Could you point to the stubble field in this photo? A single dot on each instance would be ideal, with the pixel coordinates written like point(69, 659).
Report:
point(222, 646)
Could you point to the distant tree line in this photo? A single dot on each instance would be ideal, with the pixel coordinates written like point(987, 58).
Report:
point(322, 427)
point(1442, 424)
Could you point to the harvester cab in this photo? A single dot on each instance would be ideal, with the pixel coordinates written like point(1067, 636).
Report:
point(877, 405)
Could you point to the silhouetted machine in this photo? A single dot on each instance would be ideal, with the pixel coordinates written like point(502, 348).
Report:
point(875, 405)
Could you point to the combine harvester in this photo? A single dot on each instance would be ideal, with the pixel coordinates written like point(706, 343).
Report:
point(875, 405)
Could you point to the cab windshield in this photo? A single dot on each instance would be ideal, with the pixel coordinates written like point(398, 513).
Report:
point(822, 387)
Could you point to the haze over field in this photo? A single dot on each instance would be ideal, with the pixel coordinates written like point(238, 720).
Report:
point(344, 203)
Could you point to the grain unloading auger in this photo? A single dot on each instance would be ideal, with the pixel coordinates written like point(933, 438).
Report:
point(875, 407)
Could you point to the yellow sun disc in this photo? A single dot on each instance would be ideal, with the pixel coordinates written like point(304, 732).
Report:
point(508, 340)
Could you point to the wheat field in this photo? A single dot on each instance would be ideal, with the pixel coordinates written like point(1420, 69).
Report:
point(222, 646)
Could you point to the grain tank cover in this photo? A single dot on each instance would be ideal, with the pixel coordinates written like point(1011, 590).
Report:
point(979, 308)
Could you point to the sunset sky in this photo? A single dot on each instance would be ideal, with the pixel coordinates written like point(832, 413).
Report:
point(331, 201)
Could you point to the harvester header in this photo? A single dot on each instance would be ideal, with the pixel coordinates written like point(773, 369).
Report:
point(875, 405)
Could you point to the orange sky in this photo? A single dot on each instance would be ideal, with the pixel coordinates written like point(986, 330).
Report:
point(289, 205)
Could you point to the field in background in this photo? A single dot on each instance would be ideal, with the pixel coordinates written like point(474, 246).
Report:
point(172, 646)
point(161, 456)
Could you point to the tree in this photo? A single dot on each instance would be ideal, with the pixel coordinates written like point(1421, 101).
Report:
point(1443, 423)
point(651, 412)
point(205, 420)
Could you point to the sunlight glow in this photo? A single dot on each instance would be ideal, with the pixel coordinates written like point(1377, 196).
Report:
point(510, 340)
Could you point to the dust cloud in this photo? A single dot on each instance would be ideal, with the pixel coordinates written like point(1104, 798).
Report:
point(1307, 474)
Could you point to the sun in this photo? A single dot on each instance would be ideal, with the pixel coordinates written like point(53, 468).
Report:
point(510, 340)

### What is needed
Transcribe the whole listing exactly.

### Exercise answer
Could you point to the stubble field in this photo? A single dot on each instance would be ideal, with the pixel coordinates written like point(69, 659).
Report:
point(222, 646)
Could you point to the distant tree line in this photo? A single dot on each instance would be ideal, with the pixel coordinates written like point(987, 58).
Report:
point(322, 427)
point(1442, 424)
Could you point to the harvester cab in this photo? A single dot on each instance would be ideal, with the pixel coordinates written like point(1067, 636).
Report:
point(877, 405)
Could you point to the silhouetted machine in this photo? A single dot on each instance would be ideal, with the pixel coordinates written like point(502, 348).
Report:
point(875, 405)
Could you point to the combine harvester in this photo? A single dot on each instance would be ideal, with the pixel coordinates written like point(706, 343).
Report:
point(875, 405)
Could you point to the cab windshield in this photo? A single dot on each instance would be ideal, with the pixel coordinates written like point(398, 513).
Report:
point(822, 387)
Could you point to the haze over field in this photo? A single dot on each instance would be ideal, with the pixel coordinates written like point(238, 720).
Report:
point(344, 203)
Could you point to the grain unloading auger in this photo? A single dot on each instance would be ideal, with the pixel coordinates written like point(933, 438).
Report:
point(875, 407)
Could you point to the yellow sun disc in this photo? A single dot on each instance would be ideal, with the pixel coordinates written like point(304, 732).
Report:
point(508, 340)
Could you point to the wheat field in this photo? A single dot on each instance would be ideal, with the pixel coordinates written like point(1420, 69).
Report:
point(222, 646)
Could you point to the grain tank cover in this photo? A single dot on each instance would be ideal, with the pixel coordinates written like point(1011, 590).
Report:
point(979, 308)
Could you point to the sunset sky in this photo? A single dot on each instance would be ideal, with the pixel coordinates written like point(832, 413).
Report:
point(331, 201)
Could you point to the harvester header in this photo? A single dot on each instance would be ideal, with the pixel coordinates written like point(773, 369).
Report:
point(875, 405)
Could you point to the orange sky in this photo? A single dot on each instance would be ideal, with the pixel coordinates written like point(986, 330).
Report:
point(289, 205)
Could you point to the field in background in this photo? A single dot on each instance would be ideal, with the pixel coordinates written like point(474, 246).
Report:
point(172, 646)
point(161, 456)
Could you point to the tree in this photo? A single dot on each instance would be ideal, with the pixel coordinates written like point(1421, 101).
Report:
point(1443, 423)
point(651, 412)
point(205, 420)
Could you point to the sunlight glow in this photo? A single dot on each instance would be ideal, with the pixel coordinates written like point(1377, 196).
Report:
point(510, 340)
Could you point to the dust cloud in this photo? A single dot on each instance would be ideal, with the pixel coordinates written like point(1104, 798).
Report:
point(1307, 474)
Could you point to the sun in this photo? A single dot on each instance would be ideal, with the pixel coordinates written like point(53, 468).
Report:
point(510, 340)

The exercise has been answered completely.